## [指示と要件]
タイの無国籍の子供たちについての文章から、「ん?学校との交渉?なんの?っ」と「いという親がいるのも分かる。」の間を、両端の語句も含めて一字一句そのまま書き写してください。

ん?学校との交渉?なんの?ってなるけど、時折子供たちが入学拒否に合うことがあるんだそう。なぜかって?無国籍状態だから。一般的にタイ国民には当然与えられる国籍が山岳民族の子供たちには与えられていない、又は取得しづらいのだ。タイ生まれ、タイ育ち、タイ語しか話せなくても、タイどころかどの国の国籍も持たない彼らには、国籍取得のための沢山の試練が待ち受けている。
タイの国籍を得るためにはいくつかのルートがあり、
①もし両親のどちらかが国籍を持っていれば、血縁を証明するDNA鑑定
②過去の法的調査で国民とみなされた民族であるという証明
③高等学校卒業までに成績優秀で秀でた賞を受賞する
④大学を卒業する
などである。
ちなみに、タイ国民でも両親が出生届けを出さないまま大きくなってしまった子供たちにも①の方法が適用される。
DNA鑑定は簡単なように見えるが、手続きには何万バーツとかかる。最低賃金が日給300バーツぐらいと思うと、経済的に出せないという親がいるのも分かる。

ここまで来ると、アリヤさんの活動の重要性がまざまざと見えてくる。

## [データ抜粋]
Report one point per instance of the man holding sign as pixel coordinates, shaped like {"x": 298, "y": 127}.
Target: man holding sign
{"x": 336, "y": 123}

## [作業結果]
ん?学校との交渉?なんの?ってなるけど、時折子供たちが入学拒否に合うことがあるんだそう。なぜかって?無国籍状態だから。一般的にタイ国民には当然与えられる国籍が山岳民族の子供たちには与えられていない、又は取得しづらいのだ。タイ生まれ、タイ育ち、タイ語しか話せなくても、タイどころかどの国の国籍も持たない彼らには、国籍取得のための沢山の試練が待ち受けている。
タイの国籍を得るためにはいくつかのルートがあり、
①もし両親のどちらかが国籍を持っていれば、血縁を証明するDNA鑑定
②過去の法的調査で国民とみなされた民族であるという証明
③高等学校卒業までに成績優秀で秀でた賞を受賞する
④大学を卒業する
などである。
ちなみに、タイ国民でも両親が出生届けを出さないまま大きくなってしまった子供たちにも①の方法が適用される。
DNA鑑定は簡単なように見えるが、手続きには何万バーツとかかる。最低賃金が日給300バーツぐらいと思うと、経済的に出せないという親がいるのも分かる。